Text to read =>

--------

I just don't hold that much value to my PC gear. It probably has to do with my introduction to D&D being 2nd Edition Dark Sun, PCs having very little gear of worth in that setting, and the fact that I lost all of my gear on 3 separate occasions in that campaign. So I was molded to be like that I guess.

I actually find it fun when my character is trying to recover from a loss of wealth like that. It makes my PC more pro-active and provides him with a lot of adventures and stories to tell.

It's actually really annoying to me when a player would rather die than lose an item. I can't stand that attitude & unfortunately, too many players seem to be like that. Oh, I get pissed when I lose my stuff (not at the DM or anything). But I ain't going to act like a baby about it by killing off the PC. If anything, I feel like my PC is more badass when he finally recovers from the loss.

I also don't like to metagame my character deaths. For one thing, at low levels, I'd rather lose my gear than lose my XP. I can see the logic about it at higher levels when you can avoid XP loss and still keep all the gear. But I like a challenge, and I'd rather surrender, be stripped of gear, and then try to escape and get it back. I think it's kind of lame if I die and get resurrected often. It cheapens the immersion of playing a character if I'm acting as if dying isn't a big deal and I place more value on my gear than my life. That's when my character starts feeling like nothing more than a video game character than a real guy.

I understand my attitude about it might be hard to except in a high fantasy game like D&D. That's why I understand when a player of mine reacts the way they do when they have to make a choice; die, or lose everything; and they choose death. I understand it and I deal with it, but I don't like it. :p
 

I would absolutely do that as DM, and my players know it. I run sandbox style games. There are plenty of encounters at the ready for which the players are a perfect match. But if they go too far afield despite warnings that powerful dangers lurk there, then they know that they'd better be ready at any moment to flee.

Fleeing is a survival skill, and one that not enough PC parties learn to utilize.

--------

Direction A =>
In the post about losing gear in D&D, how many separate times did the writer lose all their gear in the Dark Sun campaign?
Direction B =>
Pick up the post about losing gear in D&D after its final sentence and keep writing it.

Recorded data =>
--------

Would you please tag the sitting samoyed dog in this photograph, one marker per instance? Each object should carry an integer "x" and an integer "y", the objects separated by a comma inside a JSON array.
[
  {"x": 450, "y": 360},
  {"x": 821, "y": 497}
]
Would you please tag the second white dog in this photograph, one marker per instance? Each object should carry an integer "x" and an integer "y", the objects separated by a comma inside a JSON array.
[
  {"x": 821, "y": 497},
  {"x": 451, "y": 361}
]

--------

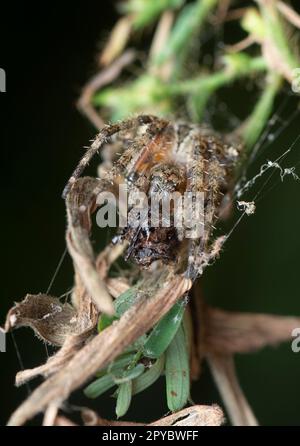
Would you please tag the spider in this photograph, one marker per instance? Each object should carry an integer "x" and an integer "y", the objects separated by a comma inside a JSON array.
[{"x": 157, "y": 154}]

--------

Written response A =>
Three times.

Written response B =>
If every danger is defeatable at any time, then what's the point of playing? "Hey guys, I wrote that great scenario for our group! You guys can kill everything in it without any character deaths!" Response: "Great! Let's not waste time playing it. Just call it done, give us the experience points, and then we can go out for drinks."

On the other hand, if your first level characters know that an ancient white dragon lives in the mountains to the north, and they want to kill it, then they've got a lot of work ahead of them leveling up and getting ready. If they instead just march into the mountains and confront it immediately, they will make wonderful PC-flavored Jolly Pops.

Your DM changed his style. Good for him. Sounds like he improved. Now roll up some new characters and enjoy the much improved game that he's now ready to throw at you.
 

No-one is at fault. It was the DM's choice, we did not argue...I called BS tho.

For example, no DM will throw a level 7 group of enemies at a 1st level party, just because the DM had sudden change of DM-ing style.

Its like playing The Elder Scroll (choose a number) where the enemies scale with you, then switching to an MMO where you wonder into a high level area and a bee one shots you cause your level 1 and the bee is level 45. :D
That's news to me. /sarcasm

In all seriousness you just said that you guys expected a high-level spellcaster at the very least because there was some high-level mojo going down. How was that sudden or unexpected?

Sounds very much like your party has a case of "we don't run away"-itis with a hefty dose of "player entitlement to always balanced encounters." Neither are necessarily bad things, provided all players and DM are on the same page. I see no BS here, just a need to have a meta-game conversation at the table next time maybe.
 

According to the 3.5e DMG, it is recommended that 5% of encounters be "overwhelming", meaning an EL of 5 or more above average PC level. Your DM not only did nothing wrong, he's applying the guidelines as written. (And neither do I subscribe to the notion that the DM must give the players warning that an encounter is too tough for them. It's no bad thing to give a warning, but it absolutely is not required.)

The real question is this, though: were you having fun? If you were, then you'll want to patch things up with your DM, create new characters, and get started on a new campaign. This is an opportunity to try out a different PC concept - take it!

If you weren't having fun, or if this TPK has soured you on playing with this DM in future, then I suggest you find a new DM to run your next campaign. If it ain't fun, don't play it.
 

I run a Planescape game. I do it all of the time.

My point is, even when the DM tells you that an encounter is near impossible, the players are not always going to care. It seems like a lot of players won't care. Do you really think you guys would have avoided that encounter if the DM told you, "These guys are much more powerful than you guys"? I'll bet money on it that even metagaming and giving out the CR won't deter some groups from attacking a CR 6 levels higher. And I don't like to metagame like that as a DM. I'll keep it in-game and leave it up to the players to pick up on my cues.

Yea but that is consistancy in story-telling and DM-ing. Once the DM starts to add impossible/very-difficult encounters to the game on a regular basis, the kind the the players are not meant to fight, then yea its alright, cause you can plan for that. In this case its was duck-duck-duck-beholder.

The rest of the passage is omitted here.